Repeat every entry exactly. Pictures stay out.

[Stored data]

==*==

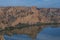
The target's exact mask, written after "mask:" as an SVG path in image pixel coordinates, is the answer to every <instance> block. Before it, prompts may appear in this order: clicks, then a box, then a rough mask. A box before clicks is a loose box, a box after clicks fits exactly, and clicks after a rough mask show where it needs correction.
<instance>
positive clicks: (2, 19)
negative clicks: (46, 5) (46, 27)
mask: <svg viewBox="0 0 60 40" xmlns="http://www.w3.org/2000/svg"><path fill="white" fill-rule="evenodd" d="M37 22H43V23H56V22H57V23H60V9H58V8H36V7H0V28H4V27H7V26H15V25H17V24H19V23H28V24H35V23H37Z"/></svg>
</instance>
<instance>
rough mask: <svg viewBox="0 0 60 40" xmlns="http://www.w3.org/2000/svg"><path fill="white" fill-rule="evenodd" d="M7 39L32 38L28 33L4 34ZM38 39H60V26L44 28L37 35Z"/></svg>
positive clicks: (6, 38)
mask: <svg viewBox="0 0 60 40" xmlns="http://www.w3.org/2000/svg"><path fill="white" fill-rule="evenodd" d="M4 38H5V40H32V38H31V37H29V36H28V35H20V34H15V35H13V36H8V35H4ZM36 40H60V28H51V27H48V28H44V29H43V30H42V31H41V32H39V33H38V34H37V36H36Z"/></svg>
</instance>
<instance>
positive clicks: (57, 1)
mask: <svg viewBox="0 0 60 40" xmlns="http://www.w3.org/2000/svg"><path fill="white" fill-rule="evenodd" d="M0 6H37V7H47V8H60V0H0Z"/></svg>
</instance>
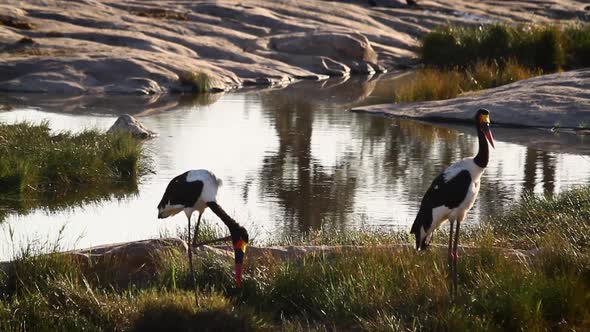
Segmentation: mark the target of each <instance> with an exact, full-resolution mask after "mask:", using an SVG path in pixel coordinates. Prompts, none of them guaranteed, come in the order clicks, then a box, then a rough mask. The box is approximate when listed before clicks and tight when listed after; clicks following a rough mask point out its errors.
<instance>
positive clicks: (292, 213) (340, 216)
mask: <svg viewBox="0 0 590 332" xmlns="http://www.w3.org/2000/svg"><path fill="white" fill-rule="evenodd" d="M298 91H300V90H298ZM311 91H312V90H309V93H311ZM313 91H316V90H313ZM316 96H317V95H316ZM311 99H313V98H311ZM314 105H317V103H313V102H311V101H310V98H303V97H301V95H297V96H295V95H291V94H290V93H289V91H288V89H285V90H281V91H274V92H272V93H265V94H263V95H262V107H263V112H267V113H268V115H269V118H270V119H271V122H272V125H273V126H274V127H275V129H276V132H277V135H278V138H279V148H278V150H277V151H276V152H275V153H274V154H273V155H271V156H268V157H266V158H265V160H264V161H263V167H262V169H261V171H260V178H261V179H262V183H261V188H262V190H263V191H264V192H262V193H261V196H262V197H268V196H272V197H276V198H278V199H279V201H280V204H281V206H282V208H283V209H284V210H285V217H286V220H285V225H284V226H285V227H286V228H288V229H290V232H288V233H290V234H293V231H294V230H299V231H305V230H308V229H310V228H312V227H314V228H317V227H319V226H321V225H322V224H323V223H324V222H325V223H328V224H330V225H332V226H336V227H341V226H342V224H343V223H344V222H345V221H346V219H347V218H348V217H349V216H350V209H351V207H352V206H353V204H354V193H355V190H356V177H355V175H354V174H352V173H351V171H352V169H351V168H350V167H348V164H349V163H350V160H351V159H352V156H345V157H343V158H342V159H340V160H339V161H338V164H337V165H336V167H334V168H333V169H332V168H327V167H324V166H323V165H321V164H320V162H319V161H318V160H316V159H314V158H313V156H312V155H311V135H312V129H313V124H314V113H315V111H316V109H315V108H314Z"/></svg>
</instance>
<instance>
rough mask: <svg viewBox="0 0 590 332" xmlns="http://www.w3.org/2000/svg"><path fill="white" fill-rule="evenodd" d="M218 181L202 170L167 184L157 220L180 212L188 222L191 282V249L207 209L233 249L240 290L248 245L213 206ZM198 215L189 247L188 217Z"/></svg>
mask: <svg viewBox="0 0 590 332" xmlns="http://www.w3.org/2000/svg"><path fill="white" fill-rule="evenodd" d="M221 184H222V181H221V179H219V178H217V177H216V176H215V174H213V173H212V172H210V171H208V170H205V169H198V170H191V171H187V172H184V173H182V174H180V175H178V176H177V177H175V178H174V179H172V180H171V181H170V183H169V184H168V186H167V187H166V191H165V192H164V196H163V197H162V200H161V201H160V204H158V218H159V219H162V218H168V217H170V216H173V215H175V214H177V213H180V212H181V211H184V213H185V215H186V217H187V219H188V230H189V231H188V237H189V239H188V240H189V246H188V258H189V263H190V268H191V274H192V275H193V279H194V270H193V266H192V249H191V247H192V246H194V245H195V244H196V241H197V237H198V235H199V225H200V223H201V216H202V215H203V212H204V211H205V209H206V208H207V207H209V208H210V209H211V211H213V213H215V214H216V215H217V216H218V217H219V218H220V219H221V221H223V223H224V224H225V225H226V226H227V228H229V233H230V237H231V241H232V244H233V248H234V258H235V260H234V261H235V273H236V275H235V278H236V287H237V288H241V287H242V263H243V260H244V254H245V253H246V246H247V245H248V232H247V231H246V229H245V228H244V227H242V226H240V224H238V223H237V222H236V221H235V220H234V219H232V218H231V217H230V216H229V215H228V214H227V213H225V211H223V209H222V208H221V206H219V204H217V190H218V189H219V187H220V186H221ZM195 211H198V212H199V219H198V220H197V227H196V228H195V235H194V237H193V241H192V245H191V239H190V237H191V216H192V214H193V212H195Z"/></svg>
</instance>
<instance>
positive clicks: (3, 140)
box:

==*==

> **RESULT OF THE TASK**
The target's exact mask, written after "mask:" as an SVG path in image pixel coordinates, is the answer to every <instance> block. Before it, prompts may appear in this order: clicks, then a box, then a rough mask. A box before clicks is a loose box, a box after clicks fits exactly, and clicks after a rough mask show where it needs correction.
<instance>
positive clicks: (2, 19)
negative clicks: (46, 5) (46, 27)
mask: <svg viewBox="0 0 60 40" xmlns="http://www.w3.org/2000/svg"><path fill="white" fill-rule="evenodd" d="M37 22H43V23H56V22H57V23H60V9H58V8H36V7H0V28H4V27H7V26H15V25H17V24H19V23H28V24H35V23H37Z"/></svg>
</instance>
<instance>
rough mask: <svg viewBox="0 0 60 40" xmlns="http://www.w3.org/2000/svg"><path fill="white" fill-rule="evenodd" d="M7 39L32 38L28 33L4 34ZM38 39H60V26L44 28L37 35Z"/></svg>
positive clicks: (6, 38)
mask: <svg viewBox="0 0 60 40" xmlns="http://www.w3.org/2000/svg"><path fill="white" fill-rule="evenodd" d="M4 38H5V40H32V38H31V37H29V36H28V35H20V34H15V35H13V36H8V35H4ZM36 40H60V28H51V27H48V28H44V29H43V30H42V31H41V32H39V33H38V34H37V36H36Z"/></svg>
</instance>
<instance>
positive clicks: (57, 1)
mask: <svg viewBox="0 0 60 40" xmlns="http://www.w3.org/2000/svg"><path fill="white" fill-rule="evenodd" d="M0 6H37V7H47V8H60V0H0Z"/></svg>
</instance>
Segmentation: mark the target of each <instance> with an exact, full-resolution mask after "mask:", using an SVG path in pixel coordinates. Prompts, none of them guaranteed, come in the order clicks, then a box, then a rough mask. The box is approximate when listed before clicks and tight when listed after; clicks following a rough mask point out its errors.
<instance>
positive clicks: (292, 213) (340, 216)
mask: <svg viewBox="0 0 590 332" xmlns="http://www.w3.org/2000/svg"><path fill="white" fill-rule="evenodd" d="M298 91H300V90H298ZM311 91H312V90H309V93H311ZM313 91H316V90H313ZM316 96H317V95H316ZM311 99H313V98H311ZM314 105H317V103H313V102H311V101H310V98H303V97H301V95H297V96H295V95H291V94H290V93H289V91H288V89H285V90H281V91H274V92H272V93H265V94H263V95H262V107H263V112H267V113H268V115H269V118H270V119H271V122H272V125H273V126H274V127H275V129H276V132H277V135H278V138H279V148H278V150H277V151H276V152H275V153H274V154H273V155H271V156H268V157H266V158H265V160H264V161H263V167H262V169H261V171H260V178H261V179H262V183H261V188H262V190H263V191H264V192H262V193H261V196H262V197H268V196H272V197H276V198H278V199H279V201H280V204H281V206H282V208H283V209H284V210H285V217H286V220H285V225H284V226H285V227H286V228H288V229H290V232H288V233H290V234H293V231H294V230H299V231H305V230H308V229H310V228H312V227H314V228H317V227H319V226H321V225H322V224H323V223H324V222H325V223H328V224H330V225H332V226H336V227H341V226H342V224H343V223H344V222H345V221H346V219H347V218H348V217H349V216H350V209H351V207H352V206H353V204H354V193H355V190H356V177H355V175H354V174H352V173H351V171H352V169H351V168H350V167H348V164H349V163H350V160H351V159H352V156H345V157H343V158H342V159H340V160H339V161H338V164H337V165H336V167H334V168H333V169H332V168H327V167H324V166H323V165H321V164H320V162H319V161H318V160H316V159H314V158H313V156H312V155H311V135H312V129H313V124H314V113H315V111H316V109H315V108H314Z"/></svg>
</instance>
<instance>
rough mask: <svg viewBox="0 0 590 332" xmlns="http://www.w3.org/2000/svg"><path fill="white" fill-rule="evenodd" d="M218 181L202 170L167 184L157 220L180 212L188 222L191 282V249L207 209L233 249L240 290L248 245L213 206ZM198 215L189 247L188 217Z"/></svg>
mask: <svg viewBox="0 0 590 332" xmlns="http://www.w3.org/2000/svg"><path fill="white" fill-rule="evenodd" d="M221 184H222V181H221V179H219V178H217V177H216V176H215V174H213V173H212V172H210V171H208V170H205V169H198V170H191V171H187V172H184V173H182V174H180V175H178V176H177V177H175V178H174V179H172V180H171V181H170V183H169V184H168V186H167V187H166V191H165V192H164V196H163V197H162V200H161V201H160V204H158V218H159V219H162V218H168V217H170V216H173V215H175V214H177V213H180V212H181V211H184V213H185V215H186V217H187V219H188V230H189V231H188V237H189V239H188V240H189V246H188V258H189V263H190V268H191V274H192V275H193V279H194V270H193V266H192V249H191V247H192V246H194V245H195V244H196V241H197V237H198V235H199V225H200V223H201V216H202V215H203V212H204V211H205V209H206V208H207V207H209V208H210V209H211V211H213V213H215V214H216V215H217V216H218V217H219V218H220V219H221V221H223V223H224V224H225V225H226V226H227V228H229V233H230V237H231V241H232V244H233V248H234V258H235V260H234V261H235V273H236V275H235V278H236V287H237V288H241V287H242V263H243V260H244V254H245V253H246V246H247V245H248V232H247V231H246V229H245V228H244V227H242V226H240V224H238V223H237V222H236V221H235V220H234V219H232V218H231V217H230V216H229V215H228V214H227V213H225V211H223V209H222V208H221V206H219V204H217V190H218V189H219V187H220V186H221ZM195 211H198V212H199V219H198V220H197V227H196V228H195V235H194V237H193V241H192V245H191V239H190V237H191V216H192V214H193V212H195Z"/></svg>
</instance>
<instance>
positive clicks: (3, 140)
box:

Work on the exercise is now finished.